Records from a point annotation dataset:
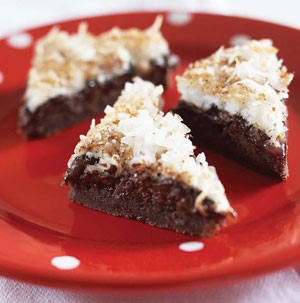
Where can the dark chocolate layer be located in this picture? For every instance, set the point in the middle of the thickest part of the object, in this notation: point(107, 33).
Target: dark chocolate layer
point(63, 111)
point(235, 138)
point(162, 202)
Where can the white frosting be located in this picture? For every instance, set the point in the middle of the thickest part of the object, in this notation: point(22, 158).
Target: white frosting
point(63, 62)
point(248, 80)
point(135, 135)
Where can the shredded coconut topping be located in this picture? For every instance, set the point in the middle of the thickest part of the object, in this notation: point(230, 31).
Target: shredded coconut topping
point(135, 134)
point(248, 80)
point(63, 62)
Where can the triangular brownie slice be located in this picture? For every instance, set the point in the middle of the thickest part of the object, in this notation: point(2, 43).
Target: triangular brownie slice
point(139, 163)
point(234, 103)
point(74, 76)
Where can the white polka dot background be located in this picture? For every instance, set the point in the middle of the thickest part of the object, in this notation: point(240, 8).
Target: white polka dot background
point(65, 262)
point(20, 41)
point(191, 246)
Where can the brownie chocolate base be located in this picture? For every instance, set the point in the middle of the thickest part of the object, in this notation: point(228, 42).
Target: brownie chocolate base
point(161, 202)
point(63, 111)
point(235, 138)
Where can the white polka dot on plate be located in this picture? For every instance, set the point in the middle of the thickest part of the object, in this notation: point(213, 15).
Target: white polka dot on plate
point(179, 18)
point(21, 40)
point(238, 39)
point(65, 262)
point(191, 246)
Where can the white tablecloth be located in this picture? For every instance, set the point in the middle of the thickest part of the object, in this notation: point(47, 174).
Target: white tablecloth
point(281, 287)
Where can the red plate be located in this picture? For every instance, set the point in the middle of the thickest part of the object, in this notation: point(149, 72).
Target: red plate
point(39, 223)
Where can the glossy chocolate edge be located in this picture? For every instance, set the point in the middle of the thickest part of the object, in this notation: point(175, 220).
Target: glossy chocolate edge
point(233, 137)
point(158, 201)
point(63, 111)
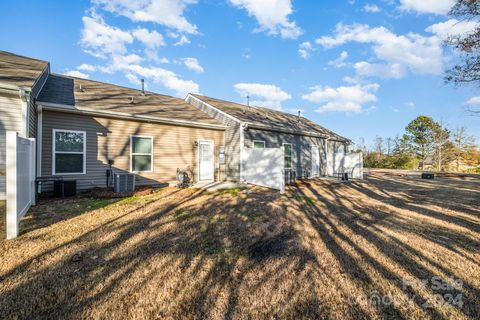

WHAT YOU ARE ASKED TO DO:
Copy every line of the data above word for word, omitting the pictures.

EXPECTED ANSWER:
Where can the dark chocolate layer be located in this picture? For every instance, set the point in the middle of the thickest part of the object, in this notation: point(107, 33).
Target: dark chocolate layer
point(63, 111)
point(235, 138)
point(162, 202)
Where can the white frosting be located in this picture? For every instance, set the point in the middle of the thickest part of the object, in this notation: point(22, 158).
Target: white frosting
point(63, 62)
point(248, 80)
point(135, 135)
Where can the shredded coconut topping be located in this picture? For every instance, set the point in the middle of the thickest part of the object, in this notation: point(230, 31).
Target: shredded coconut topping
point(135, 134)
point(248, 80)
point(63, 62)
Where can the triangular brownie slice be located in this picture? For every instance, set the point in the middle of the thickest part of the object, in this notation: point(2, 43).
Target: triangular brownie slice
point(139, 163)
point(234, 103)
point(74, 76)
Where can the white polka dot background be located in this picture? For every instance, set the point in the middle of the thickest part of the object, in this notation: point(240, 8).
Target: white polka dot background
point(65, 262)
point(20, 41)
point(191, 246)
Where can the brownie chocolate base be located in this picture? For every instance, set the point in the middle of the thickest part of the object, in this notation: point(228, 42).
Target: brownie chocolate base
point(161, 202)
point(63, 111)
point(235, 138)
Where can the white polka dot on plate be located in this picture? For every instance, set the point in the middle of the thickest part of the object, in this notation: point(213, 15).
Target: white polka dot on plate
point(179, 18)
point(21, 40)
point(238, 39)
point(65, 262)
point(191, 246)
Where can the white tablecloth be located in this picture? For every instance, set the point in the middle of the thickest part of the object, in this notation: point(47, 174).
Target: white tablecloth
point(281, 287)
Where can the red plate be located in this picture? For every instance, set the point in the middle of the thickest part of the object, in this notation: point(149, 72).
Target: red plate
point(39, 223)
Where can the glossy chocolate edge be located in this picture? For every instance, set the point in the middle of the thickest part of the object, in this notation: point(175, 220).
Target: glossy chocolate edge
point(233, 137)
point(158, 201)
point(63, 111)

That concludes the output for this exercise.